▶ **Instrução da tarefa**:
Indique se cada afirmação a seguir está de acordo com a resenha sobre os contos de Stephen King, respondendo sim ou não e citando literalmente as palavras da resenha que decidem a questão.
1. Todos os quatro contos são escritos em primeira pessoa.
2. Quem escreve a resenha não gostou do último conto.
3. A escrita de Stephen King é descrita como leve.

É difícil escolher a história de que mais gostei. Se por um lado o último conto não me agradou de todo, por outro me senti totalmente fisgado pelos anteriores, especialmente por Aluno inteligente e O corpo. A impressão que dá é a de que existe uma história mais maravilhosa do que a outra, à medida que vamos avançando no livro. Se ficamos extasiados com a ânsia de liberdade de Andy Dufresne e sua luta contra a injustiça, ficamos também perplexos com o amadurecimento distorcido de Todd Bowden e arrebatados com a emocionante amizade entre Gordon Lachance, Cris Chambers, Vern Tessio e Teddy Duchamp. Justiça seja feita: é possível ficar apaixonado também pela determinação e pela graça da moça da última história, muito embora o conto em questão não tenha sido satisfatoriamente desenvolvido para dar espaço a esta personagem.

A escrita de Stephen King é de uma leveza convidativa, o que não a impede de ser profunda e emocionante. Dos quatro contos, três são escritos em primeira pessoa, e estas histórias são justamente as que trazem consigo o tom confessional tão caro ao escritor: os personagens destes contos são pessoas que escrevem sobre um evento passado de suas vidas e, em retrospecto, fazem um balanço do quanto estes episódios singulares influenciaram sua personalidade. Esta técnica é muito frequente na obra de King e abre a possibilidade de uma metalinguagem interessantíssima: o escritor que escreve sobre um escritor que escreve sobre um fato marcante de sua vida.

▶ **Registros listados**:
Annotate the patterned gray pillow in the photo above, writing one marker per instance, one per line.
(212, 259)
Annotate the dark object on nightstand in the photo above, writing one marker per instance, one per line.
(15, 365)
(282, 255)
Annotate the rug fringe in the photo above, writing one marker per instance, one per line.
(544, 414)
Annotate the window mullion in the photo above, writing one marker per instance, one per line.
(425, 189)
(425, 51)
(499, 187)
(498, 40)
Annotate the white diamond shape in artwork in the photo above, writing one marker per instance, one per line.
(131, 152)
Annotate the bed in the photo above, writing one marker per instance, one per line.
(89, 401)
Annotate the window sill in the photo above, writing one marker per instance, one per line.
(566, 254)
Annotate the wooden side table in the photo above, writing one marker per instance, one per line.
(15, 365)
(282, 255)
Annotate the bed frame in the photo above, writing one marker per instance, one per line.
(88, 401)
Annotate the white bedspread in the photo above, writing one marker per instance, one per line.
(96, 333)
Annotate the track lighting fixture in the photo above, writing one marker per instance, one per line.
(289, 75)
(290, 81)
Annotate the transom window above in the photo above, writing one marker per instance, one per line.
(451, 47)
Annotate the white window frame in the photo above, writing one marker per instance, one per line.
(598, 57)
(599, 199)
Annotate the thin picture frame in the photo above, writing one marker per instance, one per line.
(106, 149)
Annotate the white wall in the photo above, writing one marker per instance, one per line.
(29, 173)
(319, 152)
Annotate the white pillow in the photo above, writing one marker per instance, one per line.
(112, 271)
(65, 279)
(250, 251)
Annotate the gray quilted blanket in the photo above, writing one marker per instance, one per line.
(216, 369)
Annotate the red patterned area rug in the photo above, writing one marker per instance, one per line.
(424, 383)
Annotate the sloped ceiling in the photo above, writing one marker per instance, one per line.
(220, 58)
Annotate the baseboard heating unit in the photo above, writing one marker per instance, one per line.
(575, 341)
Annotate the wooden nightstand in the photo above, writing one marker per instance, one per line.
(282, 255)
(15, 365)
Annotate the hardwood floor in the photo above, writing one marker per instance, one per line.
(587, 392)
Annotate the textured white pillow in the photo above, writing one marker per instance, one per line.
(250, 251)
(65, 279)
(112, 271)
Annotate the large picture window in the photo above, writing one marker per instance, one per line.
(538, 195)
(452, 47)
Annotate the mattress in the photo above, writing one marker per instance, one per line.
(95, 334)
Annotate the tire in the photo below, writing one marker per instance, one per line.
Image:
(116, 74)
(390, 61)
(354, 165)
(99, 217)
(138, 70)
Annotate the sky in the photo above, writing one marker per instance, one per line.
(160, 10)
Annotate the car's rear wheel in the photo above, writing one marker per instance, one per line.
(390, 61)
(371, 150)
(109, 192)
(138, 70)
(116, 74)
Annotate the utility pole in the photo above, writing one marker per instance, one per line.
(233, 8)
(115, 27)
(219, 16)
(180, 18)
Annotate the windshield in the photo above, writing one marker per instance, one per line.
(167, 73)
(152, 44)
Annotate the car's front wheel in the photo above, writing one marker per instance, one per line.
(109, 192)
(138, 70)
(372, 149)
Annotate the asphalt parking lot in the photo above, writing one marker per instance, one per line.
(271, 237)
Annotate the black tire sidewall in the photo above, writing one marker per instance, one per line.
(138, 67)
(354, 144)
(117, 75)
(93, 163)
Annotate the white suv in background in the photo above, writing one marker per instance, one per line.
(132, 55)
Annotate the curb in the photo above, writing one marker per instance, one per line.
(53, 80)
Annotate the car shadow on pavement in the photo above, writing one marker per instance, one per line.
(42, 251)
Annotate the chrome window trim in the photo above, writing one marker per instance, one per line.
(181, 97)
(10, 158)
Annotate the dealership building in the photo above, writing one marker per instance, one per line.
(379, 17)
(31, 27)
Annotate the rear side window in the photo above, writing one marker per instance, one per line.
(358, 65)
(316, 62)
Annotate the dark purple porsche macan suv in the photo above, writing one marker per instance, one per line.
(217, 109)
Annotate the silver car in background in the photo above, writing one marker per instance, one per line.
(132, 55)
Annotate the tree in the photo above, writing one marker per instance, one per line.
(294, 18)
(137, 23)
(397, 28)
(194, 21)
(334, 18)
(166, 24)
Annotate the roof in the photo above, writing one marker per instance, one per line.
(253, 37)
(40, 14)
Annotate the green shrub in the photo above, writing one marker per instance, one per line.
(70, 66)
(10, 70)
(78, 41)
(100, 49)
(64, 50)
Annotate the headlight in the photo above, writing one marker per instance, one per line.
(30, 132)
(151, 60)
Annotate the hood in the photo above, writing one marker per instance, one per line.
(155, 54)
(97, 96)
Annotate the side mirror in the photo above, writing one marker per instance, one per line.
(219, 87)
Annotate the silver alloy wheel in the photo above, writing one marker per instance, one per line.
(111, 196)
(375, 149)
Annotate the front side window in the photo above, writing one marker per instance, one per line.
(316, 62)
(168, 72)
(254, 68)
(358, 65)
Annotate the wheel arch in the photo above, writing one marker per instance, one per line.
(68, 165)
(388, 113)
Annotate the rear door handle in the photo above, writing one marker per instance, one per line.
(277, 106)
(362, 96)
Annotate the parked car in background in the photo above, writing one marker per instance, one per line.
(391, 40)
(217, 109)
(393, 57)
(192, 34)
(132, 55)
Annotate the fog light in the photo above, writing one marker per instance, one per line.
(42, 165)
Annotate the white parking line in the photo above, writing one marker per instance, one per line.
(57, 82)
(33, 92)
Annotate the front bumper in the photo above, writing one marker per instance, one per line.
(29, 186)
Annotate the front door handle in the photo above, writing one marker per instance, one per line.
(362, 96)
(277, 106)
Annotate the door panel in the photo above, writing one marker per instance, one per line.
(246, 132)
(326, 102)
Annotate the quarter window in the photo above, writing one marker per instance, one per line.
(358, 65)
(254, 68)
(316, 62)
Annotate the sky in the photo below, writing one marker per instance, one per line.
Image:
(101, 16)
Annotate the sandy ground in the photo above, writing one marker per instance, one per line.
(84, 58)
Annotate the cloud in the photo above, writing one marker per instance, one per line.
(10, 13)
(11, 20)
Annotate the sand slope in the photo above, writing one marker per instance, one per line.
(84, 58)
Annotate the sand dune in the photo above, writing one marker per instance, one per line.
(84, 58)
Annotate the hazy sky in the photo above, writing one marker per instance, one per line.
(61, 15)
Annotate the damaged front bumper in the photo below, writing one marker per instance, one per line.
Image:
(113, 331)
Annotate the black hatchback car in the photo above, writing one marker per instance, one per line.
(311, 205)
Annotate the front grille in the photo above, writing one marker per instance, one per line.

▶ **Resposta à tarefa**:
1. Não: "Dos quatro contos, três são escritos em primeira pessoa"
2. Sim: "o último conto não me agradou de todo"
3. Sim: "A escrita de Stephen King é de uma leveza convidativa"